(Excerpts from a segmentation dataset)
....
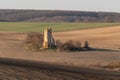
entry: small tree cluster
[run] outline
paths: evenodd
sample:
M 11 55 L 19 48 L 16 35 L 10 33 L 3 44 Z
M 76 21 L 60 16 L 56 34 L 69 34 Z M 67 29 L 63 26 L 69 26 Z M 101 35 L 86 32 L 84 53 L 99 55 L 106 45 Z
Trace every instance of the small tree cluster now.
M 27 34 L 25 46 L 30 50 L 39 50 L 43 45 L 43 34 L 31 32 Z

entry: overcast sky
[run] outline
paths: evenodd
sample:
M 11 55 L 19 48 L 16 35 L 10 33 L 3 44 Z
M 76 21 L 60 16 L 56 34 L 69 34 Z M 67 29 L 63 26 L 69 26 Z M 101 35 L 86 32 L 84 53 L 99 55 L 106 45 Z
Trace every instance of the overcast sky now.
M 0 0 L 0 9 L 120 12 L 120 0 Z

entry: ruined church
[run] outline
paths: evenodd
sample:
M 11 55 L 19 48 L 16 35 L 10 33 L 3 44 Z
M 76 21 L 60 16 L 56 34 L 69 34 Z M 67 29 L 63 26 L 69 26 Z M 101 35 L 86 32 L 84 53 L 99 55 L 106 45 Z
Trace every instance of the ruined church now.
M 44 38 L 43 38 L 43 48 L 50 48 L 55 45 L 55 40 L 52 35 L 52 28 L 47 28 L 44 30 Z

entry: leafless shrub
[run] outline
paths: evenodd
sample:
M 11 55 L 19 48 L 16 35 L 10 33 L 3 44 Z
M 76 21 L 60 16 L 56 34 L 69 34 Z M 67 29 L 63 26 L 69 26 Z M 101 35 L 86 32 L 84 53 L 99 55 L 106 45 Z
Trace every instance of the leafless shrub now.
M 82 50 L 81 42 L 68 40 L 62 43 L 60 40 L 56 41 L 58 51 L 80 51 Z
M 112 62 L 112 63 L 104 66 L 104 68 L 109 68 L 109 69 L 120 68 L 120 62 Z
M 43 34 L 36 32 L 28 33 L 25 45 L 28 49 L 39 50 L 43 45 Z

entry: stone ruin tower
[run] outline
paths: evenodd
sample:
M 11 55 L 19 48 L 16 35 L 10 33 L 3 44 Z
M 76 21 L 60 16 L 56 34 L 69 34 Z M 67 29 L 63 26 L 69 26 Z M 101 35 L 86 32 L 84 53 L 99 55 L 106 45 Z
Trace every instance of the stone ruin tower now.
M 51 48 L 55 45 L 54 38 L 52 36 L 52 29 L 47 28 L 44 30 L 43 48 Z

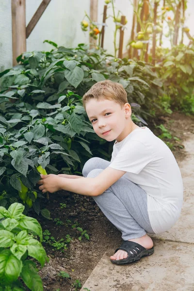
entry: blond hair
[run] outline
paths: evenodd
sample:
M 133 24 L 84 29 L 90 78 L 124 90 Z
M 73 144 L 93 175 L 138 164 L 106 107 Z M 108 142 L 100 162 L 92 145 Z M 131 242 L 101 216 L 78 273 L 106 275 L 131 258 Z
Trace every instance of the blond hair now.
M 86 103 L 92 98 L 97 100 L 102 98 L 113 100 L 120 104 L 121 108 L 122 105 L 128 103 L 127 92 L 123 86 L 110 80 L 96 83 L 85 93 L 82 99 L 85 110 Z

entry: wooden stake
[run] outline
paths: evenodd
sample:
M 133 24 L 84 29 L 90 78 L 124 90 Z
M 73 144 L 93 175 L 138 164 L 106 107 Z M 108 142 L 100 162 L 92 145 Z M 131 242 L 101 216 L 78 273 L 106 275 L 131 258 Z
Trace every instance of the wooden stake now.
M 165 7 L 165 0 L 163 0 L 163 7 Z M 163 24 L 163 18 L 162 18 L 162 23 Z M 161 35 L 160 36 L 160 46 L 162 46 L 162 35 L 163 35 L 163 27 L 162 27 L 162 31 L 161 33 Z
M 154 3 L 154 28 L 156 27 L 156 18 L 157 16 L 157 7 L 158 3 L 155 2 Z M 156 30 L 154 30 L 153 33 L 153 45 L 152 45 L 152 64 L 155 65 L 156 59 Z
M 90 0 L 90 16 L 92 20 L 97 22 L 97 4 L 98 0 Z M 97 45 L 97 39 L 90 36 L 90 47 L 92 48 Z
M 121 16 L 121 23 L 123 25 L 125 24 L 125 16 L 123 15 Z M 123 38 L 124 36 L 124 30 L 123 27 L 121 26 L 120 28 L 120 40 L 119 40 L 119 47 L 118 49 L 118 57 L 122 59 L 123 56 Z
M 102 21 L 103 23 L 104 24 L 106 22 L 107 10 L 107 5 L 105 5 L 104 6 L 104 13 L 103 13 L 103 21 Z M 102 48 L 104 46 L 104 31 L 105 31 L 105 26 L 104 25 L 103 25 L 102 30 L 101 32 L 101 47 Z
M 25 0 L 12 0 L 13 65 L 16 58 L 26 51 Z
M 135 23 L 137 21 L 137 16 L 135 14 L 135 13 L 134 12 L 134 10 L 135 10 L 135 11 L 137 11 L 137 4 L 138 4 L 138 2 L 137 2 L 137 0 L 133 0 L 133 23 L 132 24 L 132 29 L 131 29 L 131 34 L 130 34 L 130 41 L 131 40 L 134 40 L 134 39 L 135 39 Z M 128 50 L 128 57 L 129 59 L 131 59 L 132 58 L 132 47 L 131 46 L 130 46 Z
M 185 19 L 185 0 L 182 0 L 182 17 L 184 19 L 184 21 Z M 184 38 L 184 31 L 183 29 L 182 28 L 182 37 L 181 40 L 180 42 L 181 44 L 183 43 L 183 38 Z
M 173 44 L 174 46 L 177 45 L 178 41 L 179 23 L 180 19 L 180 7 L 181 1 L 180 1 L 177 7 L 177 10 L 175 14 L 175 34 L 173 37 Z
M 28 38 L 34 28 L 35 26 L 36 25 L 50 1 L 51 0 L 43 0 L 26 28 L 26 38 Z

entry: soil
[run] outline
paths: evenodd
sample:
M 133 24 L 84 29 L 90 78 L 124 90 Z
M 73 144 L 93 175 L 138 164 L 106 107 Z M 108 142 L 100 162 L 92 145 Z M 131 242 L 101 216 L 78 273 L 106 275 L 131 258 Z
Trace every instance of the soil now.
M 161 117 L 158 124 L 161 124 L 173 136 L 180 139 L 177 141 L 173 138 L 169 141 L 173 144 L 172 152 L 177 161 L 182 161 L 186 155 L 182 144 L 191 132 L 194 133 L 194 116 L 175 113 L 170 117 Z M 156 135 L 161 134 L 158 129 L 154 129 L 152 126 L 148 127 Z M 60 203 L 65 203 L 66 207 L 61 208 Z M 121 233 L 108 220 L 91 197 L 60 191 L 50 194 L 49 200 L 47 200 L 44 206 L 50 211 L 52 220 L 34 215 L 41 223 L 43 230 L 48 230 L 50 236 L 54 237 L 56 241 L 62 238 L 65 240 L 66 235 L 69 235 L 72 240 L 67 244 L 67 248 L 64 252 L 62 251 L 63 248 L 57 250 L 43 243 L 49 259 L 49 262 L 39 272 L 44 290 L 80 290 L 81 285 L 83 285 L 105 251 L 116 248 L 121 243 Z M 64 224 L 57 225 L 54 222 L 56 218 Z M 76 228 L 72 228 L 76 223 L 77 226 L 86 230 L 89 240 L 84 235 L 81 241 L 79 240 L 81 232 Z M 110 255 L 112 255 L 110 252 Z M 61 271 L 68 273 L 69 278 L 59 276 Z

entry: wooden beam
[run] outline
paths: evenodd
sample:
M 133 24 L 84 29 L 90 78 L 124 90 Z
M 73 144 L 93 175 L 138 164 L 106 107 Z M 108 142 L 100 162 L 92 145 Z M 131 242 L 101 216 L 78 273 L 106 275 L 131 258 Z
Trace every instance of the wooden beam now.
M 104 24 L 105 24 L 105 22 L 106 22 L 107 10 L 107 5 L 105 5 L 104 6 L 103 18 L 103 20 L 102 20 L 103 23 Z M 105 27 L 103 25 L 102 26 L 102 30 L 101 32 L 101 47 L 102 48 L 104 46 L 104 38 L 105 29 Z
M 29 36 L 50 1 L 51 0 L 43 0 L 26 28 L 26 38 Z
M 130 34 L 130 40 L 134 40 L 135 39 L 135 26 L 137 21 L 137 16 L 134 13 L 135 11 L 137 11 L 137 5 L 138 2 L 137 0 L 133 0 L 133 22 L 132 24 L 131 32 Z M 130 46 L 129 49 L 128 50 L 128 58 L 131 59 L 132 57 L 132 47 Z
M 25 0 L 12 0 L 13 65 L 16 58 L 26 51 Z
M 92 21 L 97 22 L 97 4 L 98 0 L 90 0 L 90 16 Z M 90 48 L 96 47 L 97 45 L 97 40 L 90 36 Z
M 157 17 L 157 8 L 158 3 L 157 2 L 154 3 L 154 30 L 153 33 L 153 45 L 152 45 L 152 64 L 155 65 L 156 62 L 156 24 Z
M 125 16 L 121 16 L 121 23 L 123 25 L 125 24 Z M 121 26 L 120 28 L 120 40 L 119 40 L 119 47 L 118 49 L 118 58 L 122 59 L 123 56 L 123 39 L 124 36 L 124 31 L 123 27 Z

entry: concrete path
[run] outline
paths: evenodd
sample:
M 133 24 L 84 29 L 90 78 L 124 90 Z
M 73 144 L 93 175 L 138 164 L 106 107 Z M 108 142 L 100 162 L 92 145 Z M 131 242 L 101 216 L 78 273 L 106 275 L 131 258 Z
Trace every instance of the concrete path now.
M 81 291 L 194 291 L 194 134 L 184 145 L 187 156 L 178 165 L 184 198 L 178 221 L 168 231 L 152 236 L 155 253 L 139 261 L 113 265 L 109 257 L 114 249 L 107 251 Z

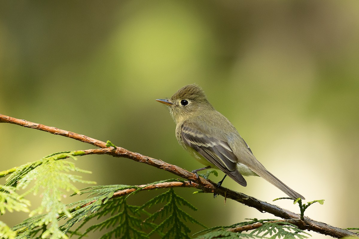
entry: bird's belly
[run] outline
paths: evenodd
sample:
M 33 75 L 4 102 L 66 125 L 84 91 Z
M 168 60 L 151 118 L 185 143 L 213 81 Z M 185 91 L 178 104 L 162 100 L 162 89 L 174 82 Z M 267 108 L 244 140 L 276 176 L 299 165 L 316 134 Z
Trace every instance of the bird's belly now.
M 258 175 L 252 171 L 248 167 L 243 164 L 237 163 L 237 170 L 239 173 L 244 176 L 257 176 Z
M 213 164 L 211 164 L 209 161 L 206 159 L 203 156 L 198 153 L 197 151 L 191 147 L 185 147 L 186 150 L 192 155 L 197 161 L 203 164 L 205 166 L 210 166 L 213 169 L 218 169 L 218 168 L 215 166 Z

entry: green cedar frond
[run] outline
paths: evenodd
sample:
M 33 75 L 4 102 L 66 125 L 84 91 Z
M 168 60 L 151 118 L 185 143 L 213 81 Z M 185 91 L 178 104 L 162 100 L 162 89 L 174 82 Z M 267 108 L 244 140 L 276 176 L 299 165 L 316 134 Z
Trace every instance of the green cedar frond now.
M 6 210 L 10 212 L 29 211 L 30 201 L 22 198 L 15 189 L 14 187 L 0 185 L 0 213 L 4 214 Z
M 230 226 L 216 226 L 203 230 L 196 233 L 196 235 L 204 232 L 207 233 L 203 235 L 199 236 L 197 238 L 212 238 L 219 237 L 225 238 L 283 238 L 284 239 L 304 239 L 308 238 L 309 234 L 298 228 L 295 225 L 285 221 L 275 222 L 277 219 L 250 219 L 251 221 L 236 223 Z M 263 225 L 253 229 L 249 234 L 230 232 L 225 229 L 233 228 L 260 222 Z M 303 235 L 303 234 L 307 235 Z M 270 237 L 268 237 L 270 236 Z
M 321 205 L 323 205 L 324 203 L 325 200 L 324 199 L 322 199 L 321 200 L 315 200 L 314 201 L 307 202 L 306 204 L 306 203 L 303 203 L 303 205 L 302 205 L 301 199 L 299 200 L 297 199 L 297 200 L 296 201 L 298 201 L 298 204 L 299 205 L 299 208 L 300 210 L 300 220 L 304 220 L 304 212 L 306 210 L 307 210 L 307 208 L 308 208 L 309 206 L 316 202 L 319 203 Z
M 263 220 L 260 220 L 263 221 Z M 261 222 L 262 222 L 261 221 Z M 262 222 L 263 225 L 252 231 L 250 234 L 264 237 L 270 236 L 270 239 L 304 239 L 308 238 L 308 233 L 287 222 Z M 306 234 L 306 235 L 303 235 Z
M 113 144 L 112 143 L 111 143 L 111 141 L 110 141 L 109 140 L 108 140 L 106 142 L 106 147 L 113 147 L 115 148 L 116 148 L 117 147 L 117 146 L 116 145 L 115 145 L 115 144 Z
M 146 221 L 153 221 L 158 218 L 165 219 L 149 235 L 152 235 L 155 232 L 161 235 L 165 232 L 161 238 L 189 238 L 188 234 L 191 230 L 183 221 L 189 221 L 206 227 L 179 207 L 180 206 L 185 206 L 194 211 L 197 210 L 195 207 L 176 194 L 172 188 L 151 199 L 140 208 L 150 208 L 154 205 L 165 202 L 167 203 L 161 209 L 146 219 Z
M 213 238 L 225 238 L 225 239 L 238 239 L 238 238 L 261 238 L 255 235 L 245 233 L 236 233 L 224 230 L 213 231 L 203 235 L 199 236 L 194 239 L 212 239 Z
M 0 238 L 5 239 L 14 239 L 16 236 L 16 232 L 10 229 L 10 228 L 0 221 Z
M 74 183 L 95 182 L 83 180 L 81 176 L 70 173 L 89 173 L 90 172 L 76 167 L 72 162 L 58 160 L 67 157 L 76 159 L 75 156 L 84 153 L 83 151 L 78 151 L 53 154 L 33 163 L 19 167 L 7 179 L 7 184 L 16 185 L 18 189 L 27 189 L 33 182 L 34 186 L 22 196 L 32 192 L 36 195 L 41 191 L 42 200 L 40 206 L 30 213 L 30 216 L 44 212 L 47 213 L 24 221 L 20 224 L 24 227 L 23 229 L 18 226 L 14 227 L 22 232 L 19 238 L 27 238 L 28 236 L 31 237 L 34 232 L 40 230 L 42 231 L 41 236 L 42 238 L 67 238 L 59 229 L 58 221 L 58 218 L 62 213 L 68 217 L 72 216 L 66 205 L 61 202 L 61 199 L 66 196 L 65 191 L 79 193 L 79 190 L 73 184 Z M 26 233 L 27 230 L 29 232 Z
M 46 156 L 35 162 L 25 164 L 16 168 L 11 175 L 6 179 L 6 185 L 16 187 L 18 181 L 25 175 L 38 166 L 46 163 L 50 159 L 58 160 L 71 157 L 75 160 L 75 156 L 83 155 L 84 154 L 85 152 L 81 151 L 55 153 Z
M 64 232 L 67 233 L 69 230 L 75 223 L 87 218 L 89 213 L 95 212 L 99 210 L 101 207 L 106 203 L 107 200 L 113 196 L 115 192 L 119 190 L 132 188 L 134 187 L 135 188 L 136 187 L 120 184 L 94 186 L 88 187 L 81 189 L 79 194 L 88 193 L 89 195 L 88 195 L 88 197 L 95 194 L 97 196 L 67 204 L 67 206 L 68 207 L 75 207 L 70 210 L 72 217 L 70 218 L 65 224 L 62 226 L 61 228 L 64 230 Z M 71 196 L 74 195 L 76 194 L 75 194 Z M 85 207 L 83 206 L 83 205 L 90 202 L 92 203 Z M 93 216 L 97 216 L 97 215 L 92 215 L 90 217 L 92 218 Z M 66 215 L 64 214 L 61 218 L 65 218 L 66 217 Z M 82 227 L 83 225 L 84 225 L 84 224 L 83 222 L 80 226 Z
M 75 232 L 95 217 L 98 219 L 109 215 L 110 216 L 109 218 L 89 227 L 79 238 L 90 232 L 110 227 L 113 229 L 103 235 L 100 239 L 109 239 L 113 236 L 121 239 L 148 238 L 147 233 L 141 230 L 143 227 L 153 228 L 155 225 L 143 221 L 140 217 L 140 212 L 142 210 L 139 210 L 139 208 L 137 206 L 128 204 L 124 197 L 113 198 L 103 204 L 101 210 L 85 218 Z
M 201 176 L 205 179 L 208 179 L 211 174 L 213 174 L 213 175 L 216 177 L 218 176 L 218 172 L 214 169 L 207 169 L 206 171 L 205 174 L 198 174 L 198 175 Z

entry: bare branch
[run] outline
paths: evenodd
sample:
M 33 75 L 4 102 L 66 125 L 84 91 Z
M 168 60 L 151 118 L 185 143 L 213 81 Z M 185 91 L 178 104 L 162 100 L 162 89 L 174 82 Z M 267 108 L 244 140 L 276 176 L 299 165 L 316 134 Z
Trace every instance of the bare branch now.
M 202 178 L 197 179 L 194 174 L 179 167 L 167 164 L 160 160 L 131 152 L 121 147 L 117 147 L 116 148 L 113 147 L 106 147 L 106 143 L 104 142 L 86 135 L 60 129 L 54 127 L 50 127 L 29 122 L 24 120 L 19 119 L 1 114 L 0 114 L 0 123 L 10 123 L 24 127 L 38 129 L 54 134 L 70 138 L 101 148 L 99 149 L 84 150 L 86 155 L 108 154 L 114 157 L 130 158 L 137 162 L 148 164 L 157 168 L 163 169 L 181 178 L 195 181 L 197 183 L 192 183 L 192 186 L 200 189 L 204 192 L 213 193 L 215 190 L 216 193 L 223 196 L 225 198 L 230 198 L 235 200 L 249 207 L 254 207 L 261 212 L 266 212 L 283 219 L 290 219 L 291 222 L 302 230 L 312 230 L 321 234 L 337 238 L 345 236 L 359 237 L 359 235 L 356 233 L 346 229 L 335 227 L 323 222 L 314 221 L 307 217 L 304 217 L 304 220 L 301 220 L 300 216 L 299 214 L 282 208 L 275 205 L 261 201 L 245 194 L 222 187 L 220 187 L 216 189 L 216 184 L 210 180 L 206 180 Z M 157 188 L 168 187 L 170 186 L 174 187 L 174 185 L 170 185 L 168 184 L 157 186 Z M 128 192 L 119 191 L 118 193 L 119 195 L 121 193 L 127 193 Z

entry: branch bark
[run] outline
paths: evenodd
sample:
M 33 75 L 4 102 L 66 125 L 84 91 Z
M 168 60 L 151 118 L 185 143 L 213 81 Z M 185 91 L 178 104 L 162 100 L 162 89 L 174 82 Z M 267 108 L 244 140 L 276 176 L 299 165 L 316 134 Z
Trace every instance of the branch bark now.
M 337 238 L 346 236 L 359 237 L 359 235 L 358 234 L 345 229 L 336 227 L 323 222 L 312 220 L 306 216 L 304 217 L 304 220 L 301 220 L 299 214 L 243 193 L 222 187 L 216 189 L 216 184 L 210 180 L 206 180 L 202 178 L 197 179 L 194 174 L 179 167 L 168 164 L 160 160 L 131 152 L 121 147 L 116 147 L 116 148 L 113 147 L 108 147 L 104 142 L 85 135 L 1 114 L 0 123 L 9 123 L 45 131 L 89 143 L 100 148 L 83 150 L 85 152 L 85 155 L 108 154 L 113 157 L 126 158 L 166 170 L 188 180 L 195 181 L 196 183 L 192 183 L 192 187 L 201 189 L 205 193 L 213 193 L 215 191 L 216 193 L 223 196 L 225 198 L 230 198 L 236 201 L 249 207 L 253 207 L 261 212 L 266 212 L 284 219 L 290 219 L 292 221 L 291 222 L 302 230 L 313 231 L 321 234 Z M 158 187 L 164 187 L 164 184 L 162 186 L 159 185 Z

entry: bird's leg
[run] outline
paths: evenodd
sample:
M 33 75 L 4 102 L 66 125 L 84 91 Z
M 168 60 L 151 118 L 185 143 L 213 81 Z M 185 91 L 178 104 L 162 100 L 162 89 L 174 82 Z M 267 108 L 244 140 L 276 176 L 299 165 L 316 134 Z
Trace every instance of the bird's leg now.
....
What you should do> Count the lines in the entries above that contain the string "wooden", treating uppercase and lowercase as different. Reply with only the number.

Task response> 4